Take the entries that follow and return exactly the lines from the one holding "spot the black backpack zipper." through the one holding "spot the bus windshield.", both included. Nothing else is needed.

• [Input]
+ + +

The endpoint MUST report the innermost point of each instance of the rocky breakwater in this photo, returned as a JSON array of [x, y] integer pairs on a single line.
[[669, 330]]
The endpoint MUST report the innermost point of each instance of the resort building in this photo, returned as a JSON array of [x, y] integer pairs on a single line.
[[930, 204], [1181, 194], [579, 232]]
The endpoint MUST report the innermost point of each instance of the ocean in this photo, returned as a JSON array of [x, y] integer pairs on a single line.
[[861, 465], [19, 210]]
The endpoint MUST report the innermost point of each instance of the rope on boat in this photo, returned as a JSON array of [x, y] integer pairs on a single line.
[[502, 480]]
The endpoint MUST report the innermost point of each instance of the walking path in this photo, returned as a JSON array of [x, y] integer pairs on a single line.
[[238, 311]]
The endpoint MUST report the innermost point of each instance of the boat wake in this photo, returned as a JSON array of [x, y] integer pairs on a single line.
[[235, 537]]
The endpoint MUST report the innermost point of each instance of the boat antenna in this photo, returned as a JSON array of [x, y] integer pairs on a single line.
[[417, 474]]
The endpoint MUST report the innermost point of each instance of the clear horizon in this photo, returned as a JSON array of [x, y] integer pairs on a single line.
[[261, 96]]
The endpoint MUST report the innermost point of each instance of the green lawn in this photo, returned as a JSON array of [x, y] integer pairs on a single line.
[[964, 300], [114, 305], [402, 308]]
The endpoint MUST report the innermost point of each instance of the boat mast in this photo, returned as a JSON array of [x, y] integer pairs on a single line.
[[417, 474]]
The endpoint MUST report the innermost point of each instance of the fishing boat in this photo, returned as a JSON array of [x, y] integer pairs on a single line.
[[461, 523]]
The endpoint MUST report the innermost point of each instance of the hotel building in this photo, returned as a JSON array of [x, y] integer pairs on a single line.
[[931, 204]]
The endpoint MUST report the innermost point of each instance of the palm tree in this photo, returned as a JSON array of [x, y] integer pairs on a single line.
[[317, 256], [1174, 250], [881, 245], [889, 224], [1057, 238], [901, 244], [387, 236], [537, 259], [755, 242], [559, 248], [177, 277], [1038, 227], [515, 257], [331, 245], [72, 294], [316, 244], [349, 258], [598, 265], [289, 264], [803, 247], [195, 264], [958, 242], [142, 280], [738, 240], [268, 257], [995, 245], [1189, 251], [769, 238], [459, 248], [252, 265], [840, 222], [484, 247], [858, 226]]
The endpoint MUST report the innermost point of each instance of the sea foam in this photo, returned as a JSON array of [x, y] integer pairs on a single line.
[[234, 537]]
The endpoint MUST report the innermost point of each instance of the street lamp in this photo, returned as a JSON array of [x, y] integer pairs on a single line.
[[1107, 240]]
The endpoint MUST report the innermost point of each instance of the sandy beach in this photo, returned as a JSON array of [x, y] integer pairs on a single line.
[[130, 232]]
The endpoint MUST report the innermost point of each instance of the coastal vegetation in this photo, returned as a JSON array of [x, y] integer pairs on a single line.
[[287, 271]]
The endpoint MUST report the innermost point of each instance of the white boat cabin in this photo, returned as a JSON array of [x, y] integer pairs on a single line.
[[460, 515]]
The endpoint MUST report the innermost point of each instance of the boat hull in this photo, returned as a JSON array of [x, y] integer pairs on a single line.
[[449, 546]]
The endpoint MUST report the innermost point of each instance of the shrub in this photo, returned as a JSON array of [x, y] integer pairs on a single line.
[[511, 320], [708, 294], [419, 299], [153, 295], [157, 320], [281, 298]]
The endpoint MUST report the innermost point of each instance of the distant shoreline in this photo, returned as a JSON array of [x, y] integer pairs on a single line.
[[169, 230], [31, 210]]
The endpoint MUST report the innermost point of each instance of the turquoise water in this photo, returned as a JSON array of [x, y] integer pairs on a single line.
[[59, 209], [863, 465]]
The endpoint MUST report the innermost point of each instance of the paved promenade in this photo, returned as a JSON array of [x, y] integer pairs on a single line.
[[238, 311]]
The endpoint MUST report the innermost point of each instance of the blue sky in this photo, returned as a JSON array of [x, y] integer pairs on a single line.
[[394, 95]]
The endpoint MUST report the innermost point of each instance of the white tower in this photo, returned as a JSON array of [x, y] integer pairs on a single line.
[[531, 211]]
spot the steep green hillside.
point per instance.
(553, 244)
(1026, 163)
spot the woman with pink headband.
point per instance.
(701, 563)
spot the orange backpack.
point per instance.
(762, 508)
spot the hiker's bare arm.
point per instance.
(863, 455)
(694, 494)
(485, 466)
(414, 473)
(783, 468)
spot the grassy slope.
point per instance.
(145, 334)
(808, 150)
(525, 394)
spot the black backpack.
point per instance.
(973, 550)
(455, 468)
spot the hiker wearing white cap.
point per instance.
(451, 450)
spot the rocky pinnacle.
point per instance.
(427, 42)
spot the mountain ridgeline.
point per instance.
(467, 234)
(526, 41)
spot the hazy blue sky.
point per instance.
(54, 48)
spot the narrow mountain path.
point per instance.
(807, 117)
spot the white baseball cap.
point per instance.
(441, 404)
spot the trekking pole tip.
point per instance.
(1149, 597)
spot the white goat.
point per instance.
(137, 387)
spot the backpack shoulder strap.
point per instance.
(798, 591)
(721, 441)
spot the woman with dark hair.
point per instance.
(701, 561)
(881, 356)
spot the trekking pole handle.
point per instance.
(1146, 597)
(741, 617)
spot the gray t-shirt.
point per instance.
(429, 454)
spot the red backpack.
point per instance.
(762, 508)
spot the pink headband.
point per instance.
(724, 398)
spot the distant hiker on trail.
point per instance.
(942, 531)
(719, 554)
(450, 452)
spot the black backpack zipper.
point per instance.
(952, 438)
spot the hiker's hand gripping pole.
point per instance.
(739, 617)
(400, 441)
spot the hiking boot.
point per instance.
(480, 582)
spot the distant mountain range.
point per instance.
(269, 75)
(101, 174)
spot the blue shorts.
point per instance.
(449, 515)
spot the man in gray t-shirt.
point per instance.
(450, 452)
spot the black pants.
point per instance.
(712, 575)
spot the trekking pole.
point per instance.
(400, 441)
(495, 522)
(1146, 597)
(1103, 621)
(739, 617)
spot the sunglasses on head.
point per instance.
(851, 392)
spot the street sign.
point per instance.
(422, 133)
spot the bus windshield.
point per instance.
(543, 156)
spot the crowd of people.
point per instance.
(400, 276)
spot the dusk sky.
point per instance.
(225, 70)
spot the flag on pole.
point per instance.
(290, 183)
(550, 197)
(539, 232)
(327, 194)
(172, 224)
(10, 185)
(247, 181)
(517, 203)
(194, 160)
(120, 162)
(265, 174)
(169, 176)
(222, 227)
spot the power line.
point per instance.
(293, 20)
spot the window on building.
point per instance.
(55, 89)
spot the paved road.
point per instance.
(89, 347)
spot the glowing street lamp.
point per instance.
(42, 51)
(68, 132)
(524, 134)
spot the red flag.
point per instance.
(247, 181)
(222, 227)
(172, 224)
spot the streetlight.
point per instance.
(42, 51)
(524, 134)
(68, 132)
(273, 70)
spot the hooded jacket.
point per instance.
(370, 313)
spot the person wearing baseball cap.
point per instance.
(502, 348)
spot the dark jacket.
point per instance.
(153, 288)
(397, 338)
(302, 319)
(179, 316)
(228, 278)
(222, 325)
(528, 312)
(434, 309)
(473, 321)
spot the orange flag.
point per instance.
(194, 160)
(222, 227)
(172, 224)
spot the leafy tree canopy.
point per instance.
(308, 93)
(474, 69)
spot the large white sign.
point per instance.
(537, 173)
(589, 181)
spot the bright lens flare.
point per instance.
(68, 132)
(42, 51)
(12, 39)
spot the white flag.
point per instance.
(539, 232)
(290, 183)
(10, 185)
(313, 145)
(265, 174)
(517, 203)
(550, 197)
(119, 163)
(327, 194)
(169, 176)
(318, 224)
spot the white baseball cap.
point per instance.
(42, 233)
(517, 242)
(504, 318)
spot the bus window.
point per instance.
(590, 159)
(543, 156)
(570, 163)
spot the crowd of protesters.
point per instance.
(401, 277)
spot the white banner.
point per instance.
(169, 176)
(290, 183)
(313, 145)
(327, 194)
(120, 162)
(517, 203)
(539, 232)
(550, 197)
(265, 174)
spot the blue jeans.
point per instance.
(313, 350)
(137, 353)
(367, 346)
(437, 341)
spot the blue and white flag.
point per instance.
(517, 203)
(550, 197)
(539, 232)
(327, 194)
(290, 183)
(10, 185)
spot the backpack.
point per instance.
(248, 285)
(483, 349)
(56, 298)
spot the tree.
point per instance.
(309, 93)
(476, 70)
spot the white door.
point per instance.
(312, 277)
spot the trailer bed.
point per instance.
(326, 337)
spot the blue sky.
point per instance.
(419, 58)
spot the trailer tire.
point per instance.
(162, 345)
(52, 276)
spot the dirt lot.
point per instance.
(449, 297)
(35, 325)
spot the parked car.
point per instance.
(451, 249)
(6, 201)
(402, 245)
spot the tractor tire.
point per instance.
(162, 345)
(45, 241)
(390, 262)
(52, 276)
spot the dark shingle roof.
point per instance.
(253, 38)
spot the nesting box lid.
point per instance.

+ + +

• [Exercise output]
spot the black backpack zipper.
point per instance.
(952, 438)
spot the hiker's hand gripping pole.
point per instance.
(739, 617)
(400, 441)
spot the hiking boot.
point per instance.
(480, 582)
spot the distant mountain range.
point per instance.
(269, 75)
(101, 174)
spot the blue shorts.
point per instance.
(449, 515)
spot the man in gray t-shirt.
point per instance.
(450, 452)
spot the black pants.
point per instance.
(712, 575)
spot the trekking pole.
point per instance.
(400, 441)
(495, 522)
(1146, 597)
(1103, 621)
(739, 617)
spot the sunglasses on head.
point per instance.
(851, 392)
spot the street sign.
point per instance.
(422, 133)
spot the bus windshield.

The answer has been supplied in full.